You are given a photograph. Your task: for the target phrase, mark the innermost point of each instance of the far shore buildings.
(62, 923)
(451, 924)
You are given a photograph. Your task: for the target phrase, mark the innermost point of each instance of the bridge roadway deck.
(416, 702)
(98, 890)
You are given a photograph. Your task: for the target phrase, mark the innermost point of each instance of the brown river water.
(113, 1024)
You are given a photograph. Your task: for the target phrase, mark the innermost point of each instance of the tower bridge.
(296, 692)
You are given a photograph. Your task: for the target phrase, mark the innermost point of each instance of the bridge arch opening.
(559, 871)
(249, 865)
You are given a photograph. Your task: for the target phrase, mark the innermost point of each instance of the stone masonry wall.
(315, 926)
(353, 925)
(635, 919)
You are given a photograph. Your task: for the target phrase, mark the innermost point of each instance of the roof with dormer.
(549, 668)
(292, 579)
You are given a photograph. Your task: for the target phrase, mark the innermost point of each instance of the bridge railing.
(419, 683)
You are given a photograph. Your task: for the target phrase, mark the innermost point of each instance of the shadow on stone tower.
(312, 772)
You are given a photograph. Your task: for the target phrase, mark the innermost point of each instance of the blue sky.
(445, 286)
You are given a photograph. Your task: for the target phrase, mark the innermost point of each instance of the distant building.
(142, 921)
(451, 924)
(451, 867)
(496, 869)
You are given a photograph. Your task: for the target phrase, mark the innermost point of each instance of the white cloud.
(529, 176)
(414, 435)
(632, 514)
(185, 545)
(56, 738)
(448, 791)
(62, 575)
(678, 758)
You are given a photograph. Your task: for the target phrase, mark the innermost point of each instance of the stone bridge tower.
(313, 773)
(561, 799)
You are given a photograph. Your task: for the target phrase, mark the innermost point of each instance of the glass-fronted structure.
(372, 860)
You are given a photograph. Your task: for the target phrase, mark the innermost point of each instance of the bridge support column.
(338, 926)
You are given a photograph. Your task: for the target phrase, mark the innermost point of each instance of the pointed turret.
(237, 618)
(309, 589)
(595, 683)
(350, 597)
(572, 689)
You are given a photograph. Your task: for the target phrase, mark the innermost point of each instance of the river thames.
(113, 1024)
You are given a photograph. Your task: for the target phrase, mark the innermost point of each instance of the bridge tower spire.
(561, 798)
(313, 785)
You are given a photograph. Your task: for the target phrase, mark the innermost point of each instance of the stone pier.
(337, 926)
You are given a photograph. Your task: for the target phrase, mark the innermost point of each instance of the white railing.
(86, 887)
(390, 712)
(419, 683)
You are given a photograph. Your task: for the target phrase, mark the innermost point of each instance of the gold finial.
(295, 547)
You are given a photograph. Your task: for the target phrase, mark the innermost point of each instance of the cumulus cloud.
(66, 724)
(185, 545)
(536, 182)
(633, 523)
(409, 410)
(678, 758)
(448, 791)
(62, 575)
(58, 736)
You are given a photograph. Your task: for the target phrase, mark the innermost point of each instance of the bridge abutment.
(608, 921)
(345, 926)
...
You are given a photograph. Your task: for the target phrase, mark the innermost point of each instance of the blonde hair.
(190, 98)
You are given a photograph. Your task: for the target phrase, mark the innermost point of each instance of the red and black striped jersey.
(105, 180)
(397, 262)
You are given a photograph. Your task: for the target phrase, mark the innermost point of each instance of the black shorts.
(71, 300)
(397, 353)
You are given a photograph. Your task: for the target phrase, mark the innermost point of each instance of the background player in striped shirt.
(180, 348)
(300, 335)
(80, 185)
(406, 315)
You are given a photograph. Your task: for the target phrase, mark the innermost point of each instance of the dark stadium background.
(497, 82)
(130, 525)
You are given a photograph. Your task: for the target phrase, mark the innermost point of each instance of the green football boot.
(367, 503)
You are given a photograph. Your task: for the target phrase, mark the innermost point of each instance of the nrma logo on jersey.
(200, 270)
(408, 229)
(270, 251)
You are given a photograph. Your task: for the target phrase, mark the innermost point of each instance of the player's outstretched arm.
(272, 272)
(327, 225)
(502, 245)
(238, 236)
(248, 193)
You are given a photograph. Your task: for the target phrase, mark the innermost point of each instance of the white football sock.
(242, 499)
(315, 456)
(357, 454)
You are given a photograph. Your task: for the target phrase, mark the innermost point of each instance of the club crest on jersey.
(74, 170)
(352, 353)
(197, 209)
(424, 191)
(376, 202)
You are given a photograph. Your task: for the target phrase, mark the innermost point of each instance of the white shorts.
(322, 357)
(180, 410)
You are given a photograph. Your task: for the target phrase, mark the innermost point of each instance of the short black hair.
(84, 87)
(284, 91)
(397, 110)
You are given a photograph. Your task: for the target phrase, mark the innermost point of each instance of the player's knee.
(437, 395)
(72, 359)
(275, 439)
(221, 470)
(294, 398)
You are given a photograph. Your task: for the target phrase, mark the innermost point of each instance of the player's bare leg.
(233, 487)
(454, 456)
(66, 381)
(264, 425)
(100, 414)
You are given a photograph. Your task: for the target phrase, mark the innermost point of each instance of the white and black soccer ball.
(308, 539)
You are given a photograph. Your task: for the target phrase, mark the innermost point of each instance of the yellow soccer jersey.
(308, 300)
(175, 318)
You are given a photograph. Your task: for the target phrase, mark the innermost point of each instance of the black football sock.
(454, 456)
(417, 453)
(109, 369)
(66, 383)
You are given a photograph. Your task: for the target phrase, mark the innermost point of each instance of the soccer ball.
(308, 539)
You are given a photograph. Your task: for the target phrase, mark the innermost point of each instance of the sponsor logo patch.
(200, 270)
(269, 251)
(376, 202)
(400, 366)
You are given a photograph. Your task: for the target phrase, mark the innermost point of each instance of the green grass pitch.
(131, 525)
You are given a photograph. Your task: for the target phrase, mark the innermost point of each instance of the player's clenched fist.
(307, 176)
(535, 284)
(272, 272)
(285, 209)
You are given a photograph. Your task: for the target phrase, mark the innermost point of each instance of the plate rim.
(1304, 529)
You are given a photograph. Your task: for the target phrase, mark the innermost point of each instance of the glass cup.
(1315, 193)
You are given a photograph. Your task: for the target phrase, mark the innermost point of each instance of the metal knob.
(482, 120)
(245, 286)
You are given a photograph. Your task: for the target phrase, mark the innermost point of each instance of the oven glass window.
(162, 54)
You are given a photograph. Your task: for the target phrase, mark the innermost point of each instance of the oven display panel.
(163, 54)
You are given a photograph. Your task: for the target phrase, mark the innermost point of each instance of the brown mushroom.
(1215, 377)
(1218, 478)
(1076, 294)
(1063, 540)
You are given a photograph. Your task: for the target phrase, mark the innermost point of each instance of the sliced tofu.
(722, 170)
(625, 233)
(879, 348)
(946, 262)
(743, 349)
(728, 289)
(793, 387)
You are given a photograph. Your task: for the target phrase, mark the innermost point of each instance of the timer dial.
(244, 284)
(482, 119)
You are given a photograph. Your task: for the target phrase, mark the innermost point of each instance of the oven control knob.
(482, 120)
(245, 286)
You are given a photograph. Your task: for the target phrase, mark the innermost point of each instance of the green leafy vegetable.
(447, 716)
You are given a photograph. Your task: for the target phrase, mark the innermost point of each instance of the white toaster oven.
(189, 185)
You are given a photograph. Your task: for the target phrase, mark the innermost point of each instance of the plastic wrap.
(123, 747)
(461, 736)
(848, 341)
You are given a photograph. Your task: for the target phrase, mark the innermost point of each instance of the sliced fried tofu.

WHAT THE TASK ASKS:
Select every line of the records that contains the word "sock", copying each one in full. Case counts.

SOLUTION FOR THIS EXERCISE:
You are given a photograph. Your task: for the target phrase, mark the innermost point of each instance of the white football sock.
You are given a photograph. Your task: for the target phrase, mark the innermost point of each instance of the black football sock.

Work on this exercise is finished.